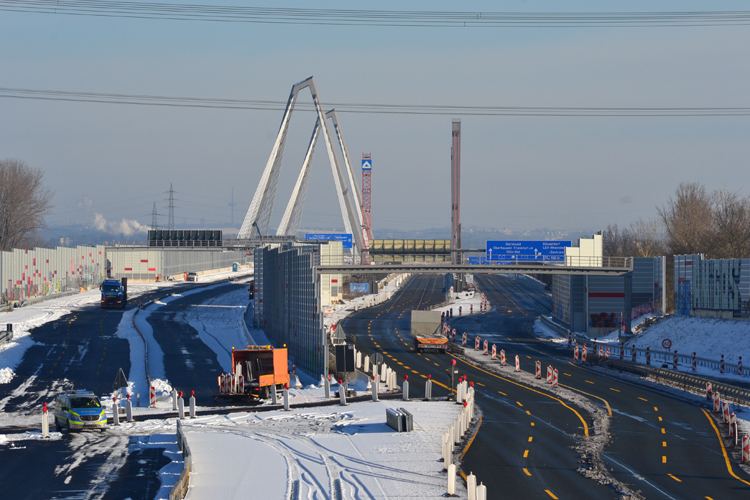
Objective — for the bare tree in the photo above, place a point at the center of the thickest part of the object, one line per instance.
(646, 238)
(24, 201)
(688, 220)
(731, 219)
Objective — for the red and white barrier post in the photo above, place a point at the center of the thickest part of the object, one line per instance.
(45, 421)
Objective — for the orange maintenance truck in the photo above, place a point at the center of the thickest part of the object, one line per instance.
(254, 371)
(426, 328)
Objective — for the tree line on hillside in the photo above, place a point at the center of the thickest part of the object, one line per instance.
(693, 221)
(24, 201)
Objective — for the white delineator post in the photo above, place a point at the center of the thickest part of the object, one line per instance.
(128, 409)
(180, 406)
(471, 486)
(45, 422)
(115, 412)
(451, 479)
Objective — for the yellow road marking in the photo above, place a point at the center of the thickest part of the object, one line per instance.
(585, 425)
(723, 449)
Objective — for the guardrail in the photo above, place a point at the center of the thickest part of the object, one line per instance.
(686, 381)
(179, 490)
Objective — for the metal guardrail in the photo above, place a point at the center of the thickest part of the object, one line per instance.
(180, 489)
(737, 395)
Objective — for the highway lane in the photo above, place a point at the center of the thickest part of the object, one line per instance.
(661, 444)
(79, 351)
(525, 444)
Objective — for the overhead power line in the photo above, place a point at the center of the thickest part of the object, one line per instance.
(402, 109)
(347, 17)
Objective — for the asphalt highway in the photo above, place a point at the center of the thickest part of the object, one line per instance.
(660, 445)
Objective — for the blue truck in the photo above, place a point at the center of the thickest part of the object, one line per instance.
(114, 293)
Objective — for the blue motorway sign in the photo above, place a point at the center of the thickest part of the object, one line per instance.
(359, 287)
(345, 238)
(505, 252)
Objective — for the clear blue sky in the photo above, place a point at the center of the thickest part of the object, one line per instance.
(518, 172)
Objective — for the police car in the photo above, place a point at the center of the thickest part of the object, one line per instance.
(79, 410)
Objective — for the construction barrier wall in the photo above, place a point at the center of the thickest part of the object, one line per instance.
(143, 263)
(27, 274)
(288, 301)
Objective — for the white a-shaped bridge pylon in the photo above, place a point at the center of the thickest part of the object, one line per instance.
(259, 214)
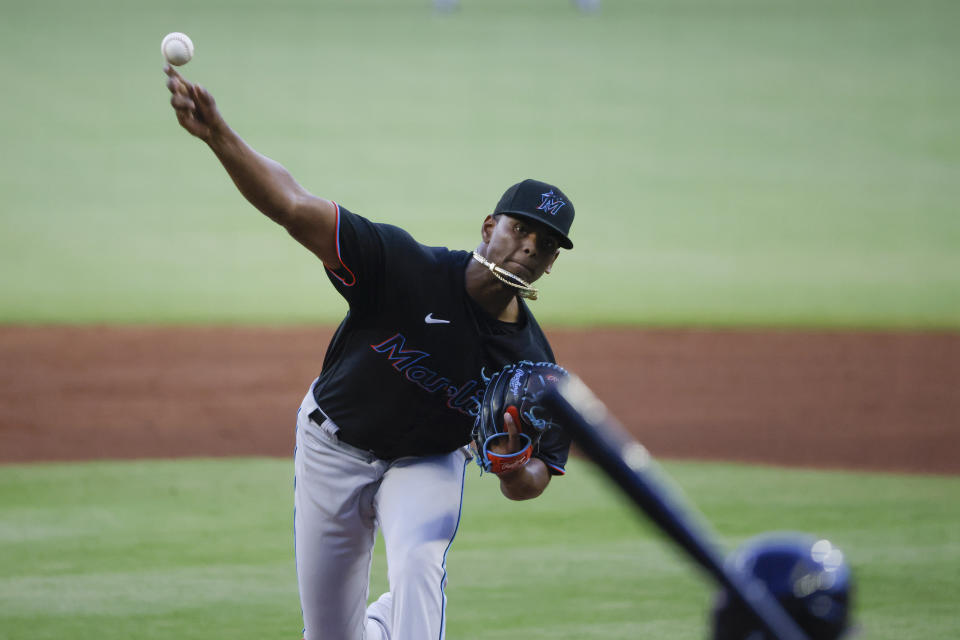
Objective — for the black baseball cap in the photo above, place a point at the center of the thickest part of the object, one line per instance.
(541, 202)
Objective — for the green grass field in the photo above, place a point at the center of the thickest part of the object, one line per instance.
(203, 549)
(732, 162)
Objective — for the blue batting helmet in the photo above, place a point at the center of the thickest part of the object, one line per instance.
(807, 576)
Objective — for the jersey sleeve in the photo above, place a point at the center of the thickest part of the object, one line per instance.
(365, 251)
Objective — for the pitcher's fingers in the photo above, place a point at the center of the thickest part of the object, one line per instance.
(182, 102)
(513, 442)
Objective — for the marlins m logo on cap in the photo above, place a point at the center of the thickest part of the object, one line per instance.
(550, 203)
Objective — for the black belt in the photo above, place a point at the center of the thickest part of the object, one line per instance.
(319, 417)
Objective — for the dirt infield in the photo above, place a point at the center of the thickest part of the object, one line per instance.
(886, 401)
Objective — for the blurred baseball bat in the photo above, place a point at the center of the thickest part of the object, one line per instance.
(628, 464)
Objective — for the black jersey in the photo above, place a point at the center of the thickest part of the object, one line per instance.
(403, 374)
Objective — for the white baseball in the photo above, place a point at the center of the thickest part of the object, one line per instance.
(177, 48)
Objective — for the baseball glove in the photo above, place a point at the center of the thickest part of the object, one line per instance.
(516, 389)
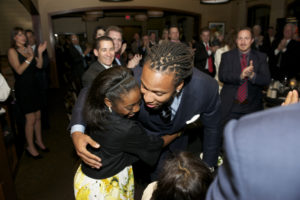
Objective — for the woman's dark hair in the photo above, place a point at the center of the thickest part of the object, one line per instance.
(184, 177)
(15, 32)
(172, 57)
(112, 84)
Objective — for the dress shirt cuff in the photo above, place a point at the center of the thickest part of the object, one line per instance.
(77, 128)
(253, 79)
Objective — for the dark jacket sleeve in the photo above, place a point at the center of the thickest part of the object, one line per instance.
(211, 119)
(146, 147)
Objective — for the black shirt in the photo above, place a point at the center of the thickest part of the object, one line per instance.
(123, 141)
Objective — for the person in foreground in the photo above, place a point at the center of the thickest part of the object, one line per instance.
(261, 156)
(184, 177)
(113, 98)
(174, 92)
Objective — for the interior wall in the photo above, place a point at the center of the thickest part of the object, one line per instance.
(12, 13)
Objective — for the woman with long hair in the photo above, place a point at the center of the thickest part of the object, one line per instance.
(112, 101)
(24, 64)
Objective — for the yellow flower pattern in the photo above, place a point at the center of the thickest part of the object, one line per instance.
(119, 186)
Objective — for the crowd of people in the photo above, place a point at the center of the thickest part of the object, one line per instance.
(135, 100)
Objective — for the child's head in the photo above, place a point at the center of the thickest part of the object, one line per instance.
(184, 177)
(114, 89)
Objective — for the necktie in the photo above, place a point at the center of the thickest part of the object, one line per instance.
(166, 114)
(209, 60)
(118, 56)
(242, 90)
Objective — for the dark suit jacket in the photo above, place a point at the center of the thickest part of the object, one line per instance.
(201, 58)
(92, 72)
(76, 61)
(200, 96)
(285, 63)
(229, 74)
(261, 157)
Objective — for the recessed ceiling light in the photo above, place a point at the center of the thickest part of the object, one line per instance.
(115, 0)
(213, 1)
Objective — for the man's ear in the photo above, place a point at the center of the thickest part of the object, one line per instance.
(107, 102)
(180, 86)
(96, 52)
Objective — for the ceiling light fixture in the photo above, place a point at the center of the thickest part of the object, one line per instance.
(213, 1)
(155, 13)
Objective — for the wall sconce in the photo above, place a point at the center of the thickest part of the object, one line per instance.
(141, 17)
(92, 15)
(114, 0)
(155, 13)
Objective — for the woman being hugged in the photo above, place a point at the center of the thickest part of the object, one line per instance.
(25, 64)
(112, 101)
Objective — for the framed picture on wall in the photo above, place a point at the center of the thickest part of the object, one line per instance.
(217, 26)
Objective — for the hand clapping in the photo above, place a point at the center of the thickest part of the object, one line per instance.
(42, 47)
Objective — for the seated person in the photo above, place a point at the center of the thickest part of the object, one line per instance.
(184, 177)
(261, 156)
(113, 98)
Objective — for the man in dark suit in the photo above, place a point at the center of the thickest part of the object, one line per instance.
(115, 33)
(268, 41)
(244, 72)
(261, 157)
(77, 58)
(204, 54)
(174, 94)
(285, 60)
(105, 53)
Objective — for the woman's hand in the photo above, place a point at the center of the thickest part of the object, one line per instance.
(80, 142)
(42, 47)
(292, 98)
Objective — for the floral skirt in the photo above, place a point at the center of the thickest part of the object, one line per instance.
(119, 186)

[Task] In the listing above, find the line with "Objective — for the framed" and set down that line and all after it exactly, through the final line.

[Full output]
Objective — for the framed picture on wall in the photo above, place a point at the center of the thickest part of the object, one line per instance.
(217, 26)
Objective — for the hand clapping in the photo above, place a point at the center of the thickest part of the object, one line per instance.
(42, 47)
Objective — for the seated person in the photo above, place a point at the center of the thickest part of the object, one line per instance.
(184, 177)
(261, 156)
(113, 98)
Objective — for the man in dark suit in the photo above, place a point at the center of the thickest part of the object, one line per instance.
(115, 33)
(268, 41)
(244, 72)
(261, 157)
(77, 58)
(204, 54)
(174, 94)
(285, 60)
(105, 53)
Objective — for the woman's hand in the photo above, place a point at the center of the thickest part of the object, one line per instance.
(80, 142)
(42, 47)
(292, 98)
Objective — for the floral skirt in the photo above, place a point at the center of the thickest part of the object, one line per instance.
(119, 186)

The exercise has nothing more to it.